Exercise aim: Report every line of the listing below that contains the word "white", treating case as significant.

A listing
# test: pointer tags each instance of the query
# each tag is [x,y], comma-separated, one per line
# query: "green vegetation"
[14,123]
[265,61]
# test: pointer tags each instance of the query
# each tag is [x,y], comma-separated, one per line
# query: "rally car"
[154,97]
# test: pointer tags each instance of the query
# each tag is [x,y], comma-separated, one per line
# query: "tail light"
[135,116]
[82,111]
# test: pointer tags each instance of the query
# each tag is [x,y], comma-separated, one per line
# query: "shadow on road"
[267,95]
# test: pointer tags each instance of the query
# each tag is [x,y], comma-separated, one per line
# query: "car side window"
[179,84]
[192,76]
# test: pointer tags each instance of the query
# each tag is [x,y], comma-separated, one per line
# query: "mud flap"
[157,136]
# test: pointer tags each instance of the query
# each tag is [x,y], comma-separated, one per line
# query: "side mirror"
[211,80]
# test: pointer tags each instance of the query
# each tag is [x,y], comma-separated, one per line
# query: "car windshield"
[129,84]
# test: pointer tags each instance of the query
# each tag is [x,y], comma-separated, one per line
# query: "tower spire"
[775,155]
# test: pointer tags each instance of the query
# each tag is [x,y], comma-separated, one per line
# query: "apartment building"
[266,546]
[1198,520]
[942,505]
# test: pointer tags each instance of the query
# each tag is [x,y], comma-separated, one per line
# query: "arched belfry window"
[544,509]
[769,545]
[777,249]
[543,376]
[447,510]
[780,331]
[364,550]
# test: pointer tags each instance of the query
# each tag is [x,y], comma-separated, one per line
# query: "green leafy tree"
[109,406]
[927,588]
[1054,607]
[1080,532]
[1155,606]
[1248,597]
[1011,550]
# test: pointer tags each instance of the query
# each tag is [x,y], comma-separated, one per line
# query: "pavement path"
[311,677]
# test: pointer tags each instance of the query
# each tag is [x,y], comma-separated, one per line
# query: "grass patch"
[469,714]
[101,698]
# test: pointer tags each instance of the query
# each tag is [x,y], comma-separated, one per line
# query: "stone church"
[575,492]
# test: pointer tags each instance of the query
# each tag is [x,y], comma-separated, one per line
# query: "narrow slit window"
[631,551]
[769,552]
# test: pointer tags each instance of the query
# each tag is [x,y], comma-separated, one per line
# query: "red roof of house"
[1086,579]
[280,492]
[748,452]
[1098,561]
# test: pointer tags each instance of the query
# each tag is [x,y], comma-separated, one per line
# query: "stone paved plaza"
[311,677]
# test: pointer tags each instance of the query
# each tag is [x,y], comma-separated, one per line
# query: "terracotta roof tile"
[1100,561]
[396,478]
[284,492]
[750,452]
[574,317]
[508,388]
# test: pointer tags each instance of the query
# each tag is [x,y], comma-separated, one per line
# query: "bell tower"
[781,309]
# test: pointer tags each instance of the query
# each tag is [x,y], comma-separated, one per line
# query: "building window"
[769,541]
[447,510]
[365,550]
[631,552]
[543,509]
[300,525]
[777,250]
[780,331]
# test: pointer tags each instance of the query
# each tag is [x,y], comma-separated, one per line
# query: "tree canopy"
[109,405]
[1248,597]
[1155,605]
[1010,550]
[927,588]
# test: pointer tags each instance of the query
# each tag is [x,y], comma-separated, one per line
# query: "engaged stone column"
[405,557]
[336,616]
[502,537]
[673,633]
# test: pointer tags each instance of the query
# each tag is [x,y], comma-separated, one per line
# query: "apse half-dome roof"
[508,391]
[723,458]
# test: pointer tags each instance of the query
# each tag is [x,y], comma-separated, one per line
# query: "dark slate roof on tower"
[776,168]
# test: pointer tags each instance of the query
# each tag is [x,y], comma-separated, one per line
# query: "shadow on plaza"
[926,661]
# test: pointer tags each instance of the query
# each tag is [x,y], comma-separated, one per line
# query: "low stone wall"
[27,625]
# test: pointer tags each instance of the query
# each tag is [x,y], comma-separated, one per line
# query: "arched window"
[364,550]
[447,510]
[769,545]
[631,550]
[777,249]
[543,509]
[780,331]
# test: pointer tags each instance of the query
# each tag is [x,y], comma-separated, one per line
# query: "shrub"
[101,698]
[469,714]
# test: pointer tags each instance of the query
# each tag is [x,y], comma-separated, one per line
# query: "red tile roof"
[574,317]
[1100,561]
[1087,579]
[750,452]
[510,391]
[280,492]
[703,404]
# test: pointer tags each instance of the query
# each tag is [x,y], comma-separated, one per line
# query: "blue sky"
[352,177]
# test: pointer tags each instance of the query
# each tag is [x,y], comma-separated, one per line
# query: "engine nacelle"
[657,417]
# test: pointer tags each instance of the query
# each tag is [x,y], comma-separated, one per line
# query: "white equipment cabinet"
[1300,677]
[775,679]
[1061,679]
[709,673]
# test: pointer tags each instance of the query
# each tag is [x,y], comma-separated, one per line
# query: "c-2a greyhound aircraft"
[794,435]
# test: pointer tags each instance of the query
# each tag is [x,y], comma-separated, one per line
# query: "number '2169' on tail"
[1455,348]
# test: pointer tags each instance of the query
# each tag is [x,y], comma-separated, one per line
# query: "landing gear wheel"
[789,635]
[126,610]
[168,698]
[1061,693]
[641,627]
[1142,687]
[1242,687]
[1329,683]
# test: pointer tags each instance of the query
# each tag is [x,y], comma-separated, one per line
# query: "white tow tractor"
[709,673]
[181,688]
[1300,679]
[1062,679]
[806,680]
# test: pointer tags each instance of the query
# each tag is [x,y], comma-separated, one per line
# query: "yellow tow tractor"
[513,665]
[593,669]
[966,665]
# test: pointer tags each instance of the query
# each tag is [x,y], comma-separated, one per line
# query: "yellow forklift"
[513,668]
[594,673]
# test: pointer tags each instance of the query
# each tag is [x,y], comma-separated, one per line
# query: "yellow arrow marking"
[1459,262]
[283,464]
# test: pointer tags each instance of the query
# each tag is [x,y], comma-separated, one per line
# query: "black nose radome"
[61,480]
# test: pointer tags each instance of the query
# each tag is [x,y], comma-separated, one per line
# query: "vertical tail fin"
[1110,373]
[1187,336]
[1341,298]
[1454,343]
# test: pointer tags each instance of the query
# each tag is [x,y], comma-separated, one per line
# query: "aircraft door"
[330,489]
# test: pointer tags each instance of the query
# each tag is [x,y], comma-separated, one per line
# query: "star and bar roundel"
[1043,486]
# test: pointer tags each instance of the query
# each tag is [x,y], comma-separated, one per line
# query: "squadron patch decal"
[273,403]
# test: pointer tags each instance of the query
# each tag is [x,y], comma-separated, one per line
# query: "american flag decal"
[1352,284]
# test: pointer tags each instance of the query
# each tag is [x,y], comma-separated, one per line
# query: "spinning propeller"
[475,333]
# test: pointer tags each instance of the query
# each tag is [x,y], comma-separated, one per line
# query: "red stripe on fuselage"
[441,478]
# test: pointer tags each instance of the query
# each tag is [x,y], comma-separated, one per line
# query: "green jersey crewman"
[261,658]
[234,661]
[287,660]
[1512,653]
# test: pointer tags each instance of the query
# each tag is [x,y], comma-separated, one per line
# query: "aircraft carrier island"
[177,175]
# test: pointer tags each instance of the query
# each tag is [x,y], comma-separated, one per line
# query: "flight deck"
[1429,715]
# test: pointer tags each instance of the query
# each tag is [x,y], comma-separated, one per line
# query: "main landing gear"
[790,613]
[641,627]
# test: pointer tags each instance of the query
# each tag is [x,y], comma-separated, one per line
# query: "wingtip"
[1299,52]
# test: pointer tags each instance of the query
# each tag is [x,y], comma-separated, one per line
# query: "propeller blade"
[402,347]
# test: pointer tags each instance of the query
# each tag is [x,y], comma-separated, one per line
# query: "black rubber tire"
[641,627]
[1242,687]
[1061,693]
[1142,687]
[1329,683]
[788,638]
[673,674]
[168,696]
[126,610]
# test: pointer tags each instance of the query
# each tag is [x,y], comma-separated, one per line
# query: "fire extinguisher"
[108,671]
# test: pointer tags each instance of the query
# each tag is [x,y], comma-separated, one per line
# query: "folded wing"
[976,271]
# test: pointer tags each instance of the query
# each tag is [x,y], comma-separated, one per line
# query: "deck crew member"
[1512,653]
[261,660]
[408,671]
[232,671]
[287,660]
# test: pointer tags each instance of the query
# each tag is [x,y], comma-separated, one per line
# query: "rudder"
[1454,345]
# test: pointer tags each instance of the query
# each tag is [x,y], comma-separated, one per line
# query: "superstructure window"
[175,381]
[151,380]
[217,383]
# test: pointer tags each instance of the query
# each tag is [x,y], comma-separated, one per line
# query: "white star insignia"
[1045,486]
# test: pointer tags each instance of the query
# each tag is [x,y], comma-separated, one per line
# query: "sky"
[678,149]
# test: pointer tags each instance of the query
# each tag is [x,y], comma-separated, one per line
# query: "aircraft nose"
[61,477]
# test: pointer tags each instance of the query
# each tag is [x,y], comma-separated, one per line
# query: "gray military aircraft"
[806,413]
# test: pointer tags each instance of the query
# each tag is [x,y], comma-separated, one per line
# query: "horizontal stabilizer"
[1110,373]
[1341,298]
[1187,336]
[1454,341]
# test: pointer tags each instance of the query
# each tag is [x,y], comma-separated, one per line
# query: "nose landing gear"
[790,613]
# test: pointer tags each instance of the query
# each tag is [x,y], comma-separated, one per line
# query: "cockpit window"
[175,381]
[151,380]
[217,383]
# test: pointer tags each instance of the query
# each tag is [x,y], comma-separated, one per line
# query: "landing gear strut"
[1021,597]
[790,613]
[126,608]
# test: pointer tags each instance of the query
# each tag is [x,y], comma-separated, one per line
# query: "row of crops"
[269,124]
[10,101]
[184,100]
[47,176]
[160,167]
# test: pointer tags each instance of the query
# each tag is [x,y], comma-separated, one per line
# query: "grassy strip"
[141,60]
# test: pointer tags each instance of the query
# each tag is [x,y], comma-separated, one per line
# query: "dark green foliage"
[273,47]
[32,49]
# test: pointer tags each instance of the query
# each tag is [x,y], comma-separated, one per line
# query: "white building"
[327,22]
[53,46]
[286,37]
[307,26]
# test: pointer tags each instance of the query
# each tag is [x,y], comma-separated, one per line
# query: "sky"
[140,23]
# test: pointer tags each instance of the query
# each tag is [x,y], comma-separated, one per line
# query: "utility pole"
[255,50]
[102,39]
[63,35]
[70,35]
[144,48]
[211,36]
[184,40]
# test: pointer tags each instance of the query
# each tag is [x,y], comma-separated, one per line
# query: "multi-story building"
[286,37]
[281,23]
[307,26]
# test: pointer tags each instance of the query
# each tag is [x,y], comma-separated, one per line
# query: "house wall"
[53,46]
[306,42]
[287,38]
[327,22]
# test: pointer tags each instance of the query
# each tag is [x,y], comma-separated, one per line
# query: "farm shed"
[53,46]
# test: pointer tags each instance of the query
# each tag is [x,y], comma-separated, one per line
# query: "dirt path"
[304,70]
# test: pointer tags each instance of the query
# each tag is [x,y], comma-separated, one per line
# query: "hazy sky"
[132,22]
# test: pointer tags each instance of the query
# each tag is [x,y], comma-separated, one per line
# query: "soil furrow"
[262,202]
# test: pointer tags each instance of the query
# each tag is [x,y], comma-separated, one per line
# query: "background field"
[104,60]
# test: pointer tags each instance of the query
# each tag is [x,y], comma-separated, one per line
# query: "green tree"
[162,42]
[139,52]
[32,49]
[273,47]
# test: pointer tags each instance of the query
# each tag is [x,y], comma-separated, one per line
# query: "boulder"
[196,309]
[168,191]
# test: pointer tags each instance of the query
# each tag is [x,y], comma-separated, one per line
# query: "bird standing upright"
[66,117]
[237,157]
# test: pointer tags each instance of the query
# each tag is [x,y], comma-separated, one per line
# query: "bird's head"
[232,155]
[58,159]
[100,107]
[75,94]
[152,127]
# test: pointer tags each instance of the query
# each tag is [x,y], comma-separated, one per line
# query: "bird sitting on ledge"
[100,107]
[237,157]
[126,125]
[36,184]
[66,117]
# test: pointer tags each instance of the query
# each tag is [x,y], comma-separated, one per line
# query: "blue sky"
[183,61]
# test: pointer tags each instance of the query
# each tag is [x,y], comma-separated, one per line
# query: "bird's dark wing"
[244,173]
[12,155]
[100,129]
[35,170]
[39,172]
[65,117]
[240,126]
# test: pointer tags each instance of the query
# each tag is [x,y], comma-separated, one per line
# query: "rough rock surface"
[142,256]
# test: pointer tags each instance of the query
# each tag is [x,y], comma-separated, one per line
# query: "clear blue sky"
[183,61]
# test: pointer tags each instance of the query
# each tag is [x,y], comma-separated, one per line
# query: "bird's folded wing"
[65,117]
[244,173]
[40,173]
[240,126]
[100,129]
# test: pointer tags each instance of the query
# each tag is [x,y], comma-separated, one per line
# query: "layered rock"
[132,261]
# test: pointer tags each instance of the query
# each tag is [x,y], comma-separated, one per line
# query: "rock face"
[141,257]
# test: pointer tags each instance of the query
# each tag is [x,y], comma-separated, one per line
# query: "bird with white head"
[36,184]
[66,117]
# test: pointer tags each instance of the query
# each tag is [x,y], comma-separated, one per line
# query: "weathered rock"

Task output:
# query: "white equipment cabinet"
# query: "white tow tractor"
# query: "white star insignia"
# query: "white building"
# query: "bird with white head"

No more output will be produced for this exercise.